▸ Material
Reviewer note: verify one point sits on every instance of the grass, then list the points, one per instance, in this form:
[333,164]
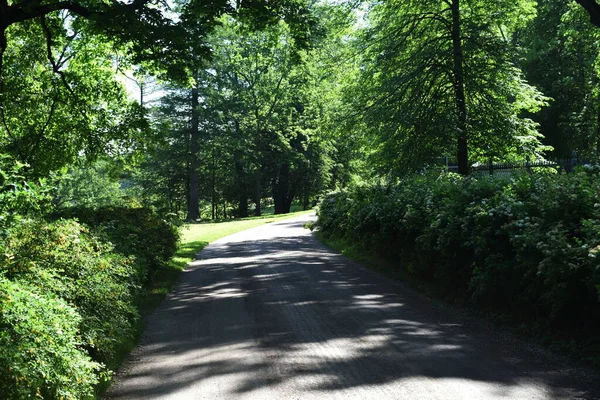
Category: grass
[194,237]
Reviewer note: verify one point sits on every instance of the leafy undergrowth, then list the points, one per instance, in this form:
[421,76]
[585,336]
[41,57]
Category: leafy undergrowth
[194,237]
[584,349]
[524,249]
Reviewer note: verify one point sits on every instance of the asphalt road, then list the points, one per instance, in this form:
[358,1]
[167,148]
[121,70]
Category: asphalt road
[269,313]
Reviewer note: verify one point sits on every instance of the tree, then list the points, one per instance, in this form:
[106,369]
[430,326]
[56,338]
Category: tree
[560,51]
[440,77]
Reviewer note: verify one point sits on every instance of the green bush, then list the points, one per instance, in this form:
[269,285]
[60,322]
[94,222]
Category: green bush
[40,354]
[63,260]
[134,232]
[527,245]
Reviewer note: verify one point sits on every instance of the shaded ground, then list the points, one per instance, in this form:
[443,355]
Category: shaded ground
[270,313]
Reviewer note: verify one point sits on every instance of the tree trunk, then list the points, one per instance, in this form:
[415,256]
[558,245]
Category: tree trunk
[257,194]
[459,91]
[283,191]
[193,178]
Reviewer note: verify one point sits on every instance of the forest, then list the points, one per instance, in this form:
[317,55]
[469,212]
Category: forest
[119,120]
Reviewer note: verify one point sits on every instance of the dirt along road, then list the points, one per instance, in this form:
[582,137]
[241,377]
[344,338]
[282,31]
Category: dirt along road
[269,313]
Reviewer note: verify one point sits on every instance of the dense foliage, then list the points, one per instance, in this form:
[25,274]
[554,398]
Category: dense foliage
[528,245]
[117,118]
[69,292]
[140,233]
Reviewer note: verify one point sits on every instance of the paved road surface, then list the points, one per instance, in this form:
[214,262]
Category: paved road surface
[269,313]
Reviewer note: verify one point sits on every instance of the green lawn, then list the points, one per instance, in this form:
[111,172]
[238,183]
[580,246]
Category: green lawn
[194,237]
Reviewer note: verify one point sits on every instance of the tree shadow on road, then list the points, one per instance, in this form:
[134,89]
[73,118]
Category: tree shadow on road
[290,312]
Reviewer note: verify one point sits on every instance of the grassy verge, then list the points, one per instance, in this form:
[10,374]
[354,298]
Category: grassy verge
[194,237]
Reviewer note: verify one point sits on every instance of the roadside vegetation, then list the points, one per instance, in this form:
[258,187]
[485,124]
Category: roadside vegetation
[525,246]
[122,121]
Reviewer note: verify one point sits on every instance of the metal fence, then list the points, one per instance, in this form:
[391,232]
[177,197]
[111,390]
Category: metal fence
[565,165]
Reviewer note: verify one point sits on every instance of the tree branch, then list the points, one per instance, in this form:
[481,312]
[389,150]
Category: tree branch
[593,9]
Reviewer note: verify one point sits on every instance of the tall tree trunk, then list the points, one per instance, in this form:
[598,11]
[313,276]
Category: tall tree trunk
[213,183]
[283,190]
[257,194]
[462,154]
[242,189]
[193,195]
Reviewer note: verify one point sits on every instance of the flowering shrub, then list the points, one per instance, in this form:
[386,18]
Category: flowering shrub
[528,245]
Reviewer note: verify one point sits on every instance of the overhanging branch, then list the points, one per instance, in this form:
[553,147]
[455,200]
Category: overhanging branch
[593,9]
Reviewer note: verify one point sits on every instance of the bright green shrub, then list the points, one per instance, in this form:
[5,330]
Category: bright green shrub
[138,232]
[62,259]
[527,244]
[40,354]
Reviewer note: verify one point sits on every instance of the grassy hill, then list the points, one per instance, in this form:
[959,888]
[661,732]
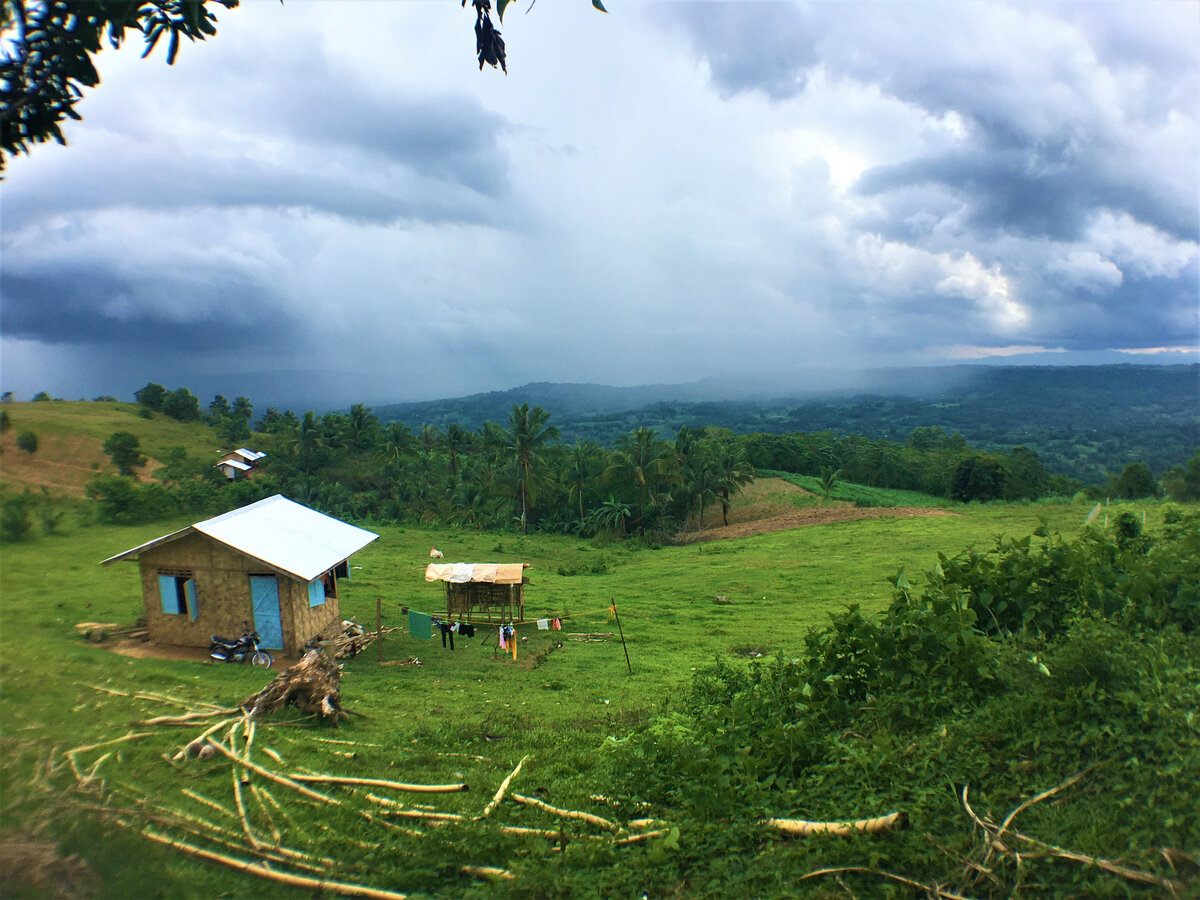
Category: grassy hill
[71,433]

▸ Given request
Copy the data again from the line containing "grassy verge, then" through the end of the data, including both ends, and shift every coordinate in the answer points up by 7 while keeping the requests unchanged. Leave the pictures out.

▸ The solution
Reviewer note: verify one point sits on every instance of the grassy verge, then list the points, one per instance, in this form:
[10,374]
[354,298]
Category: grassy verge
[201,244]
Reviewer note: verify one point sits on every instance of the roadside vegetation, then list the points, one per instance, in this form:
[258,187]
[485,124]
Category: roadside vegetation
[532,253]
[129,128]
Reviewer note: verify one point sits on every instance of the metal fence, then list the points, one per instance, in this form:
[391,232]
[177,197]
[111,390]
Category: metal fence
[572,172]
Reviewer note: verify one point sits on every instance of the tree branch, then list the points, one per instance, in this form:
[481,312]
[389,150]
Category: tree branch
[600,16]
Reviewer note: verify one point sits on every instance of the tall tree trunk, then list the points, one per instance, in this form:
[598,11]
[313,276]
Category: tall tree trunk
[220,190]
[290,197]
[264,201]
[469,161]
[249,196]
[200,202]
Reviewer note: verify one point sits on every instance of the flowering shrub, then list the points, one per instance, in this form:
[386,18]
Category: flowering shrub
[535,252]
Reviewer note: verify one point sits on every instance of the overhanging branch, then list the points, one per instance, in this form:
[553,147]
[455,200]
Category: overhanging branch
[600,16]
Reviewer note: verify one point sits on every instance of the bright green shrub, then list the points, one per instance, in this form:
[5,330]
Category: bright green shrub
[145,239]
[69,266]
[534,251]
[47,361]
Reviewer note: verify one point sits on every instance of the grassy hill, then list the points, one per instance, in this form:
[959,888]
[661,732]
Category: grassy hill
[78,440]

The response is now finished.